* _Quoted passage_:
◇ ◇ ◇ ◇
The mother was armed with a list of the 4×4* course titles, determined to keep her daughter on a college track. The counselor insisted the courses would be too difficult, dismissing the young lady’s high grades in middle school. The mother persisted and prevailed, while the counselor, with arms positioned on her hips like jar handles, sneered at student and parent, “I guess you want higher math also?”

If this was an exception, a non-standard-school procedure, it still would be shocking to those of us who want all our children to rightfully be considered college-material. Yet these patterns of inequity permeate our schools. The mother was undeterred by lack of money, of English or of formal education. Her daughter still must face other deterrents.

As another mother told me, “Let me decide, rather than the system that doesn’t see my child’s potential.” Too many people in schools label, stigmatize and track students, using the caveat “college is not for everyone,” while glaring at “those” children. The farther a student is seen from being middle-class, White and English-speaking, the less that student is seen as a potential college student. The same is true for students with a discipline record or “attitude problem.”

As IDRA celebrates its 45th year (42 of which I’ve been on staff, and I toast my 54th in education), the terrain we’ve traveled is marked with World War I-like barbed-wire, bomb-pock-marked indicators of college-path barriers. At times, we have given many of our schools low grades in preparing most students for college, and even lower in students entering and completing a college degree.

We, at IDRA, know that we must consistently and passionately insist that our schools see and nurture the potential in all children: especially those who’ve not been thought of as college material.

Too many teachers, administrators and counselors still equate students’ poverty, blue-collar neighborhood, ethnicity, and immigrant status with intellectual limitation and lack of potential to learn.

In 1967, my third year of teaching high school English to juniors, I heard the counselor advise my over-aged students (retained several times before they reached junior English): “Why don’t you join the military? Maybe there you’ll be good for something You sure aren’t doing well in school.” When they returned in coffins from Viet Nam, they were lauded as heroes and used as a means to recruit more into the military.

Working with schools in the southern states, from Texas to Florida and D.C., the IDRA EAC-South focuses on critical areas to support equity for all students in schools. Key ones, connected to the college access path theme of this article, are student achievement, nondiscrimination counseling methods and materials, and access, treatment and opportunity concerns.
◇ ◇ ◇ ◇
* _Supplied records_:
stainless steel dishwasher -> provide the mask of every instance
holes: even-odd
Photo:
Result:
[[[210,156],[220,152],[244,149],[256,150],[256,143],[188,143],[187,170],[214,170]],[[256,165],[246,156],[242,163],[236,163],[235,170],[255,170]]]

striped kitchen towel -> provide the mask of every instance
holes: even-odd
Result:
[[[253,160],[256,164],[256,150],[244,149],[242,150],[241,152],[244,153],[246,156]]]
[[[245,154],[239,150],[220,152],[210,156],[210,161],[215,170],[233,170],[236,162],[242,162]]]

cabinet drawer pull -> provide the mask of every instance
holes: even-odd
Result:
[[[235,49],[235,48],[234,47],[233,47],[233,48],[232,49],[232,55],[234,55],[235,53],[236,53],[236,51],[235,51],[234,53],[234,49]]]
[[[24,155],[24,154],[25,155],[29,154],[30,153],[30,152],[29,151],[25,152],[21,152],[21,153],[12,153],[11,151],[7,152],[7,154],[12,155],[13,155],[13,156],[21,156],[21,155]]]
◇ ◇ ◇ ◇
* _Challenge_:
Can you continue the article on barriers to college access, starting after its last paragraph?

* _Result of this task_:
To clear the path to higher education and valuable post-secondary opportunities, schools must ensure academic success (achievement), give clear advice and support to keep students moving toward college (counseling) and take deliberate steps to ensure access. Students must open gates, jump hurdles: the patterns and practices of inequity.

Our schools must develop their own grit and persistence to support all our students to achieve goals that are the norms for our middle-class, English-speaking White students. It’s the least we can do to support the many families persisting in difficult, low-paying jobs to support their families.

We’ve made many advances: reduced dropout rates; increased the number and diversity of students enrolling in college; and seen pockets of success in some schools and school districts where an asset (or valuing) lens has replaced a deficit point of view. Low-level manual skills are being replaced with chess clubs. In some communities, students are carrying out social justice projects with a project-based learning approach.

Dual credit courses are becoming more accessible, and students are being given the support needed to succeed and graduate with a significant number of college credits. These authentically achieved credits save time and money for students and family. What was initially a policy and practice to meet the needs of graduating seniors who already had most of their credits to graduate, is now available and accessible to a larger body of students.

Nevertheless, our families tell us, especially those who are poor, or of color, or recent immigrant, or all of the above: their school districts and schools are not informing, much less encouraging, them to consider a college track. In Texas, a shift some years ago from a required 4×4 curriculum, resulted in modified and watered-down graduation requirements, under the guise of giving students more “choices.” Tracks are now called endorsements. Some high-level courses are no longer required, Algebra II a case in point (see Page 3).

One Texas superintendent was overjoyed with all the new “choices” because, after all, those high-level courses are so difficult for “those” students. That’s why they drop out, he said. The irony is that few, if any, of those professional middle-class adults would ever see their own children taking the non-college path.

Listen to Classnotes Podcast episode: “Tracking vs. High-Quality Education for All Students”

See our bilingual handout: “Expecting Less is Not Better”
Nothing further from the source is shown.